* Supplied passage *
━━━━━━━━━━
Beef_n00dles wrote:
I feel like I would be surrendering the center of my life to such a burden. Given the fact that I understand how great it might feel to hold the result of a genetic mixing between me and the love of my life in my hands, I still wouldn't make the decision to have the child. Children never ask to be born, that means I have a duty to make the child's life worthwhile, I would say, even until the very end. That means sacrificing some of my aspirations in order to fulfill the needs of my child. I have too many personal aspirations to want to do that. I see too much potential in my own life to really feel like all of this energy is better spent on another life, even if I could feel the joy through my child, which I'm sure that I could, I feel more value is to be found down this selfish road, so my child shall remain unborn, in a land of complete rest and peace.
i feel the same way. i cant stand to raise a kid. i'd lose my patience. some aspies make good parents and some dont. i know me. i love my nieces, but when left alone with them with their parents out of town for ten days, i went nuts. a kid deserves someone who enjoys being a mom, and i cant be happy this way. won't be fair for the kid, for me, or for a man, so i won't get married, because i cant stand to be with a man every day for so long. cant stand being with another human being for so long.
there are zillions of billions of feral cats where i live. think i'll snatch a few off the street and give them a good home. i'd take the blind and limping first. soon as i make some money, because it's costly. so far i only took a few sick ones to the vet.
i know me. i'd be a lousy mom. i dont have what it takes. i just cant.
━━━━━━━━━━
* Stored data *
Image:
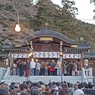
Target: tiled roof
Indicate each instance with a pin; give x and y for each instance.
(48, 31)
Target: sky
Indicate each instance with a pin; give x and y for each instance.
(85, 10)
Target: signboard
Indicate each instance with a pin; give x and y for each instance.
(71, 56)
(20, 55)
(46, 55)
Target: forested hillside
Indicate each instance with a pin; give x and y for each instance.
(33, 17)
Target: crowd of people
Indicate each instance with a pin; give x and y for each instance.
(52, 88)
(45, 67)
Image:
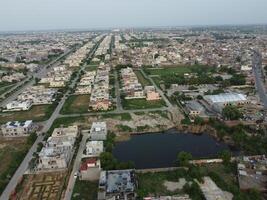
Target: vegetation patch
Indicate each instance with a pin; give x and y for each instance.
(142, 79)
(76, 104)
(36, 113)
(131, 104)
(85, 190)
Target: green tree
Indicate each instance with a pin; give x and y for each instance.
(184, 158)
(199, 121)
(231, 112)
(108, 162)
(226, 155)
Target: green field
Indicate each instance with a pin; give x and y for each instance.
(142, 79)
(177, 70)
(76, 104)
(90, 68)
(85, 190)
(36, 113)
(131, 104)
(12, 152)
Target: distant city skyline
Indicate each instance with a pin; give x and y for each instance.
(23, 15)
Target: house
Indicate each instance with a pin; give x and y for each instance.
(98, 131)
(211, 191)
(90, 169)
(119, 184)
(94, 148)
(18, 105)
(194, 108)
(17, 129)
(151, 93)
(252, 173)
(219, 101)
(50, 159)
(58, 150)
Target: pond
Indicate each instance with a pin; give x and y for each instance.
(158, 150)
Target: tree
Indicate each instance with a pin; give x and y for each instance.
(31, 138)
(107, 160)
(184, 158)
(199, 121)
(225, 155)
(231, 112)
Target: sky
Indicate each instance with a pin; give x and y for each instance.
(17, 15)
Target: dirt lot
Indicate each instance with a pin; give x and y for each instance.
(76, 104)
(45, 186)
(36, 113)
(8, 147)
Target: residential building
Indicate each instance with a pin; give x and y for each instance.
(211, 191)
(94, 148)
(90, 169)
(17, 129)
(120, 184)
(18, 105)
(98, 131)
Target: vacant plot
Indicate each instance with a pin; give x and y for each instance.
(76, 104)
(131, 104)
(142, 79)
(36, 113)
(168, 70)
(85, 190)
(46, 186)
(154, 183)
(12, 152)
(89, 68)
(177, 70)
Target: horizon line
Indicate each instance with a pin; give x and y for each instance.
(128, 27)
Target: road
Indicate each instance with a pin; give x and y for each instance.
(24, 165)
(113, 112)
(257, 69)
(47, 125)
(41, 73)
(118, 94)
(75, 168)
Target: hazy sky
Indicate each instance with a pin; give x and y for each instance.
(61, 14)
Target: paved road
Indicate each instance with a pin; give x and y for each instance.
(24, 165)
(113, 112)
(170, 106)
(118, 93)
(257, 69)
(76, 166)
(20, 171)
(41, 73)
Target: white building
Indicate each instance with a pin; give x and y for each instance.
(219, 101)
(98, 131)
(17, 129)
(94, 148)
(17, 105)
(58, 150)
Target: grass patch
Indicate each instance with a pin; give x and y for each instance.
(152, 183)
(142, 79)
(124, 128)
(90, 68)
(85, 190)
(12, 152)
(3, 90)
(76, 104)
(123, 116)
(130, 104)
(66, 121)
(175, 70)
(36, 113)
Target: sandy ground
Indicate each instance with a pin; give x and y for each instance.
(173, 186)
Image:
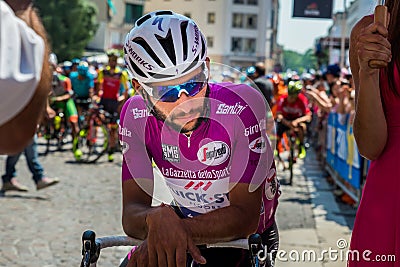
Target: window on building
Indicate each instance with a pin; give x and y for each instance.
(236, 44)
(249, 45)
(211, 18)
(237, 20)
(210, 41)
(133, 12)
(252, 21)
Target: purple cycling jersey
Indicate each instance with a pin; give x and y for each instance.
(230, 146)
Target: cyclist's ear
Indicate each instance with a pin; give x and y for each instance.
(208, 65)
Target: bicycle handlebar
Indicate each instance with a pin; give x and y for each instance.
(115, 241)
(91, 246)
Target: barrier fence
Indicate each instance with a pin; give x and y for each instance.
(343, 161)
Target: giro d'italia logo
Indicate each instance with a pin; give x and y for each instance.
(213, 153)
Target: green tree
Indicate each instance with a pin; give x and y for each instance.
(70, 25)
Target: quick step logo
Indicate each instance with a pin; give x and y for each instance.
(198, 185)
(171, 153)
(213, 153)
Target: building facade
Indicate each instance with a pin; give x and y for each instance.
(341, 28)
(239, 32)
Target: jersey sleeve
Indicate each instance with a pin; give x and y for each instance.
(252, 156)
(68, 85)
(21, 62)
(137, 162)
(279, 105)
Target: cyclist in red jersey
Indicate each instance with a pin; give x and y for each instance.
(293, 113)
(110, 80)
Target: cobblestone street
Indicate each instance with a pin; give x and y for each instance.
(44, 228)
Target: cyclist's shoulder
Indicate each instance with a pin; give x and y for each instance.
(73, 75)
(136, 107)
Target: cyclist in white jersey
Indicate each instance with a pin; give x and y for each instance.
(207, 139)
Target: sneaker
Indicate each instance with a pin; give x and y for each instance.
(78, 154)
(303, 152)
(13, 185)
(46, 182)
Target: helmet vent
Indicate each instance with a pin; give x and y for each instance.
(184, 39)
(203, 47)
(142, 19)
(136, 68)
(160, 76)
(163, 12)
(140, 41)
(192, 65)
(168, 44)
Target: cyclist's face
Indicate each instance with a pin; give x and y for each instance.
(183, 114)
(292, 98)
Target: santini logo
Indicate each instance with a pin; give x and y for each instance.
(227, 109)
(213, 153)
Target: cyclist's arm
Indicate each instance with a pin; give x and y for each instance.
(370, 128)
(16, 133)
(280, 118)
(305, 118)
(238, 220)
(136, 206)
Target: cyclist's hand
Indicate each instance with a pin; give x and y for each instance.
(140, 257)
(372, 43)
(168, 240)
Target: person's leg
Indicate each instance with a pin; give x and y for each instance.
(32, 159)
(9, 182)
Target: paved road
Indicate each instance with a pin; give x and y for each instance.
(43, 228)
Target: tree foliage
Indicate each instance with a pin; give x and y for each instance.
(70, 25)
(299, 62)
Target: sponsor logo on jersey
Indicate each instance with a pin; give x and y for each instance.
(171, 153)
(271, 186)
(158, 21)
(228, 109)
(258, 145)
(260, 126)
(124, 146)
(140, 113)
(124, 131)
(213, 153)
(200, 196)
(198, 185)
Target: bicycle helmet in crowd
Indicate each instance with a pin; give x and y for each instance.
(83, 68)
(294, 87)
(113, 53)
(163, 46)
(53, 59)
(75, 61)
━━━━━━━━━━
Output the section of the forum post about not wanting children from "i feel the same" to "being for so long.", word for word.

i feel the same way. i cant stand to raise a kid. i'd lose my patience. some aspies make good parents and some dont. i know me. i love my nieces, but when left alone with them with their parents out of town for ten days, i went nuts. a kid deserves someone who enjoys being a mom, and i cant be happy this way. won't be fair for the kid, for me, or for a man, so i won't get married, because i cant stand to be with a man every day for so long. cant stand being with another human being for so long.